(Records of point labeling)
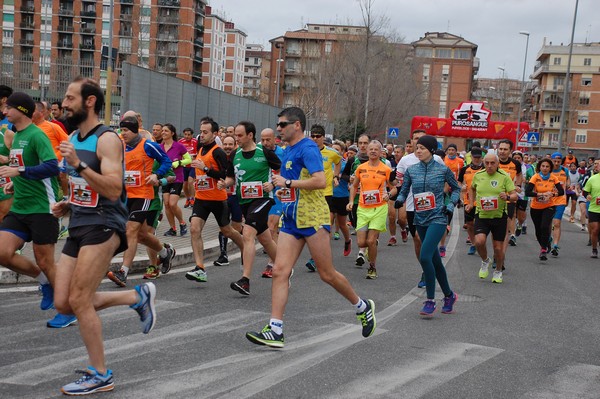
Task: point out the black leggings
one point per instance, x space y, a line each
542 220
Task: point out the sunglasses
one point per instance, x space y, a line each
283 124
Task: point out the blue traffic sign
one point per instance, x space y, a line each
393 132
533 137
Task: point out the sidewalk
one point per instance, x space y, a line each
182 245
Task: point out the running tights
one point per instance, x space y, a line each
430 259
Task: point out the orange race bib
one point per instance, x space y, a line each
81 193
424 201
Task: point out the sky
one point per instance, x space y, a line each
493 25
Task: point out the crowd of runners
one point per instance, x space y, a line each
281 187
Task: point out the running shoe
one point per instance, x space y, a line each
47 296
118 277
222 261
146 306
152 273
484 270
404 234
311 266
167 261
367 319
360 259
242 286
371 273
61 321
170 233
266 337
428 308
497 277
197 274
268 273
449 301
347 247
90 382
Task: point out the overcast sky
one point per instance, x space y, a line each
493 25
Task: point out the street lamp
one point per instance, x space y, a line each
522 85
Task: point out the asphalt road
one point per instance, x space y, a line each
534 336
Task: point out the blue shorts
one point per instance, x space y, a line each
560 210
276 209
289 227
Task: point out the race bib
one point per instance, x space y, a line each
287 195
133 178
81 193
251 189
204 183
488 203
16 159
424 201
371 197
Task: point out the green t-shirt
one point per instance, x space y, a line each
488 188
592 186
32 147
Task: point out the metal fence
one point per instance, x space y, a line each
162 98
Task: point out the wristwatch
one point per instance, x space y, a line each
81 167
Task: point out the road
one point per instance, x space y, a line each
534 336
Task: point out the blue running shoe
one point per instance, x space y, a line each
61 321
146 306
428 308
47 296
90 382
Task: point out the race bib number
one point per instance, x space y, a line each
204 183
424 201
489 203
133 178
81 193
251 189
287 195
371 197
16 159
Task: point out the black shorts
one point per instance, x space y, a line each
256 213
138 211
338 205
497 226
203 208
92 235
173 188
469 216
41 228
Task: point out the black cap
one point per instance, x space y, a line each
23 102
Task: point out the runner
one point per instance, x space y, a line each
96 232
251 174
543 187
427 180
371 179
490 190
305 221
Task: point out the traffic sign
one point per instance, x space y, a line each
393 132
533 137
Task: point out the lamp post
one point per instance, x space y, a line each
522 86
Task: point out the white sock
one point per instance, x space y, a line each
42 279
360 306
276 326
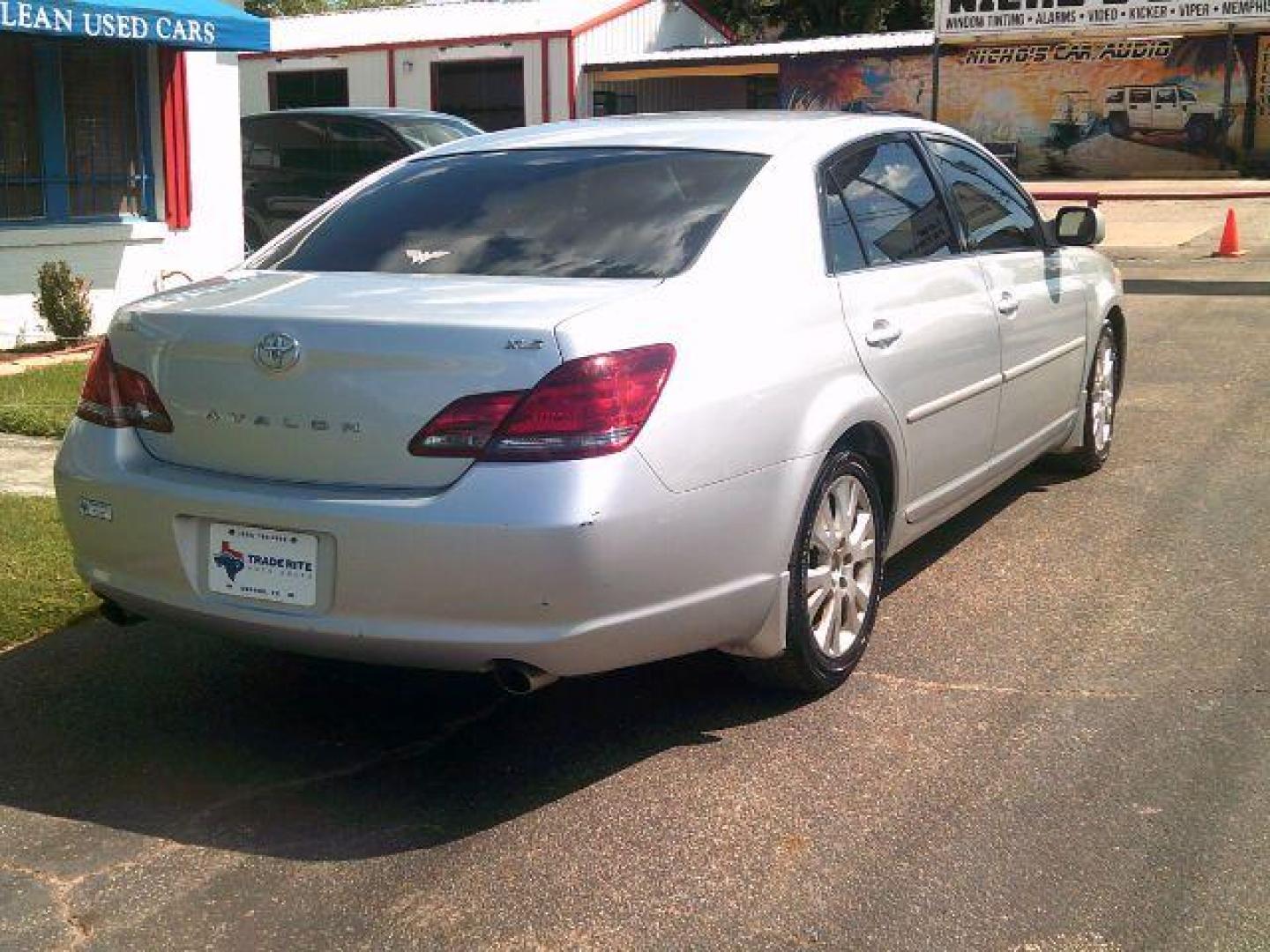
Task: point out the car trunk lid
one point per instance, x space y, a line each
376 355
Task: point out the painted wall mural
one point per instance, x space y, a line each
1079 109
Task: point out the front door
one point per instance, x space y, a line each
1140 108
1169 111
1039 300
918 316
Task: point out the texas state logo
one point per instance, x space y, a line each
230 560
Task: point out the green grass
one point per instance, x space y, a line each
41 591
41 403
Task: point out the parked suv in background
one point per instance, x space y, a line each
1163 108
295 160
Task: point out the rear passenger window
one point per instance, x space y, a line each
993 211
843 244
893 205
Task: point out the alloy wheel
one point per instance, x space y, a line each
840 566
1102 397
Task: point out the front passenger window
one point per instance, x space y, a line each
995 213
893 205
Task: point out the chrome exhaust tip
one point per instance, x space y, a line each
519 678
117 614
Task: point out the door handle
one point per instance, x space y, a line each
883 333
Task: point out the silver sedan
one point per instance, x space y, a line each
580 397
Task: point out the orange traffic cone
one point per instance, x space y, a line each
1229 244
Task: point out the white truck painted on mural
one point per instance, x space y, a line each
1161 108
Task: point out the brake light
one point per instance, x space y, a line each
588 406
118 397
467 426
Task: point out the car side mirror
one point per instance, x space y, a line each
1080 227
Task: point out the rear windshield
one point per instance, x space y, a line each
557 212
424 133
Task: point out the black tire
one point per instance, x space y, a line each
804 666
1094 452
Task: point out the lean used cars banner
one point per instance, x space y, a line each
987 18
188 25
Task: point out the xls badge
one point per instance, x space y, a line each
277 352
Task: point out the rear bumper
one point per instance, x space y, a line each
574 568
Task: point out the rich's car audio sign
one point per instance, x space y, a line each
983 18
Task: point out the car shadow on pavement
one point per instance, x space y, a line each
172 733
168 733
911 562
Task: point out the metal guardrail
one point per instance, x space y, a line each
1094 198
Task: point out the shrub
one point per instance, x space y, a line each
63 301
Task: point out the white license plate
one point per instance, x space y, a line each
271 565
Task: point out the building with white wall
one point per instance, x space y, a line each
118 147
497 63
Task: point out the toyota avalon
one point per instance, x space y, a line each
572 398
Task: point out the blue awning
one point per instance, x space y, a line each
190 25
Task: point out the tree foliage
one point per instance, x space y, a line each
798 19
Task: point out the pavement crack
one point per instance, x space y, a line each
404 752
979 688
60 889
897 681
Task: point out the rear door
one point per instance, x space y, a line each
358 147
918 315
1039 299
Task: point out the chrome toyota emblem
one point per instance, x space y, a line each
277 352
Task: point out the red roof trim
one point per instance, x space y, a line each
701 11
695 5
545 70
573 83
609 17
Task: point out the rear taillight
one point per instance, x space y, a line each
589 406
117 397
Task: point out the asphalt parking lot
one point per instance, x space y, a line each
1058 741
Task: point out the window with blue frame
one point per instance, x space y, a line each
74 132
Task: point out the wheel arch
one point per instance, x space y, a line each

> TASK STATEMENT: Render all of the records above as a numbered list with one line per item, leaving out blank lines. Leave the pictures out of the answer.

> SOLUTION:
1. Task: point out the black leggings
2. one point per instance, x space y, a line each
3. 542 220
4. Task: point out the sunglasses
5. one point per instance, x space y, a line each
6. 283 124
7. Task: point out the blue traffic sign
8. one point per instance, x space y, a line each
9. 393 132
10. 533 137
11. Task: point out the sidewalk
12. one point per instance, x space y, a line each
13. 182 245
14. Task: point out the running tights
15. one point per instance, x space y, a line each
16. 430 259
17. Task: point out the orange race bib
18. one point per instance, x space y, a line each
19. 81 193
20. 424 201
21. Task: point out the sky
22. one point per instance, x space y, a line each
23. 493 25
24. Task: point out the crowd of runners
25. one point per instance, x space y, a line each
26. 281 187
27. Task: point out the running shoe
28. one point per instance, x space y, a line each
29. 47 296
30. 118 277
31. 222 261
32. 146 306
33. 152 273
34. 484 270
35. 404 234
36. 311 266
37. 167 261
38. 367 319
39. 360 259
40. 242 286
41. 371 273
42. 61 321
43. 170 233
44. 266 337
45. 428 308
46. 497 277
47. 197 274
48. 268 273
49. 449 301
50. 347 247
51. 90 382
52. Task: point out the overcast sky
53. one point per instance, x space y, a line each
54. 493 25
55. Task: point out the street lamp
56. one point per instance, x space y, a line each
57. 522 85
58. Task: point out the asphalt road
59. one point per instance, x space y, a line each
60. 534 336
61. Task: point out the blue shorts
62. one point per instance, x space y, a line each
63. 560 210
64. 276 209
65. 289 227
66. Task: point out the race bib
67. one point per instance, x space y, a line each
68. 287 195
69. 133 178
70. 81 193
71. 251 189
72. 204 183
73. 488 203
74. 16 159
75. 424 201
76. 371 197
77. Task: point out the green t-shirt
78. one point per instance, x space y, a line each
79. 488 188
80. 592 186
81. 32 147
82. Task: point out the metal fence
83. one point per instance, x space y, a line each
84. 162 98
85. Task: point out the wristwatch
86. one point per instance, x space y, a line each
87. 81 167
88. Task: point out the road
89. one point per instance, x space y, a line each
90. 534 336
91. Task: point out the blue running shoe
92. one point per instance, x space y, a line each
93. 61 321
94. 146 306
95. 428 308
96. 47 296
97. 90 382
98. Task: point out the race bib number
99. one point per instance, x space y, a line each
100. 204 183
101. 424 201
102. 489 203
103. 133 178
104. 81 193
105. 251 189
106. 287 195
107. 371 197
108. 16 159
109. Task: point out the black shorts
110. one point per instance, x space y, a line each
111. 256 213
112. 138 211
113. 338 205
114. 497 226
115. 203 208
116. 92 235
117. 173 188
118. 469 216
119. 41 228
120. Task: point out the black cap
121. one point per instance, x space y, a line each
122. 23 102
123. Task: point out the runner
124. one point per instance, x space y, a line each
125. 96 232
126. 251 174
127. 543 187
128. 427 180
129. 371 179
130. 490 190
131. 305 221
132. Task: point out the traffic sign
133. one point per instance, x space y, a line each
134. 393 132
135. 533 137
136. Task: point out the lamp post
137. one point per instance, x space y, a line each
138. 522 86
139. Task: point out the white sock
140. one point per instance, x space y, a line each
141. 42 279
142. 360 306
143. 276 326
144. Task: point out the car trunk lid
145. one point per instance, x space y, a line each
146. 376 355
147. Task: point out the painted wall mural
148. one point per instance, x space y, a line each
149. 1079 109
150. Task: point out the front door
151. one point per instance, x space y, a line each
152. 1140 108
153. 1169 111
154. 1039 300
155. 918 316
156. Task: point out the texas state logo
157. one point per instance, x space y, a line each
158. 230 560
159. Task: point out the green grass
160. one point per instance, x space y, a line each
161. 41 591
162. 41 403
163. Task: point out the parked suv in background
164. one point per instance, x space y, a line each
165. 1163 108
166. 295 160
167. Task: point out the rear passenger window
168. one point per instance, x space y, a line each
169. 993 211
170. 843 244
171. 893 205
172. Task: point out the alloy wheel
173. one point per instance, x space y, a line each
174. 840 566
175. 1102 397
176. Task: point out the front passenger window
177. one point per instance, x space y, a line each
178. 995 213
179. 893 205
180. Task: point out the chrome exhaust tip
181. one point per instance, x space y, a line each
182. 519 678
183. 117 614
184. Task: point out the door handle
185. one point per instance, x space y, a line each
186. 883 333
187. Task: point out the silver sedan
188. one point per instance, x space y, a line each
189. 580 397
190. Task: point out the orange traffic cone
191. one point per instance, x space y, a line each
192. 1229 244
193. Task: point out the white truck painted on mural
194. one point per instance, x space y, a line each
195. 1161 108
196. Task: point out the brake light
197. one point per instance, x space y, a line each
198. 588 406
199. 118 397
200. 467 426
201. Task: point out the car side mirror
202. one point per instance, x space y, a line each
203. 1080 227
204. Task: point out the rear windshield
205. one point per instance, x space y, a line each
206. 557 212
207. 424 133
208. Task: point out the black tire
209. one point per instance, x space y, a line each
210. 804 666
211. 1094 452
212. Task: point out the lean used cars banner
213. one point per instance, x space y, a line each
214. 987 18
215. 188 25
216. Task: point out the xls badge
217. one point per instance, x space y, a line each
218. 277 352
219. Task: point out the rear bumper
220. one point per instance, x space y, a line each
221. 574 568
222. Task: point out the rich's car audio sign
223. one point per instance, x space y, a line each
224. 983 18
225. Task: point out the car shadow on pavement
226. one point per instance, x space y, a line each
227. 172 733
228. 168 733
229. 911 562
230. Task: point out the metal guardrail
231. one point per instance, x space y, a line each
232. 1094 198
233. Task: point out the shrub
234. one point per instance, x space y, a line each
235. 63 301
236. Task: point out the white license plate
237. one point per instance, x space y, a line each
238. 271 565
239. Task: point out the building with white wall
240. one point per instance, x space y, a line each
241. 118 147
242. 497 63
243. Task: point out the toyota avalon
244. one point per instance, x space y, a line each
245. 572 398
246. Task: point out the blue awning
247. one point per instance, x space y, a line each
248. 190 25
249. Task: point out the tree foliage
250. one point per instance, x space y, a line each
251. 798 19
252. Task: point out the pavement crack
253. one point per instance, x space y, a line each
254. 404 752
255. 979 688
256. 60 889
257. 897 681
258. Task: point out the rear door
259. one point per instance, x space y, a line each
260. 358 147
261. 918 315
262. 1039 299
263. Task: point out the chrome toyota emblem
264. one point per instance, x space y, a line each
265. 277 352
266. Task: point out the red roof trim
267. one point per instance, x space y, a line each
268. 701 11
269. 695 5
270. 545 70
271. 573 83
272. 609 17
273. Task: point out the rear taillight
274. one point per instance, x space y, a line each
275. 589 406
276. 117 397
277. Task: point out the asphalt parking lot
278. one point per instance, x space y, a line each
279. 1058 741
280. Task: point out the window with blue frame
281. one point per instance, x space y, a line each
282. 74 132
283. Task: point out the wheel arch
284. one point per instance, x space y, a line each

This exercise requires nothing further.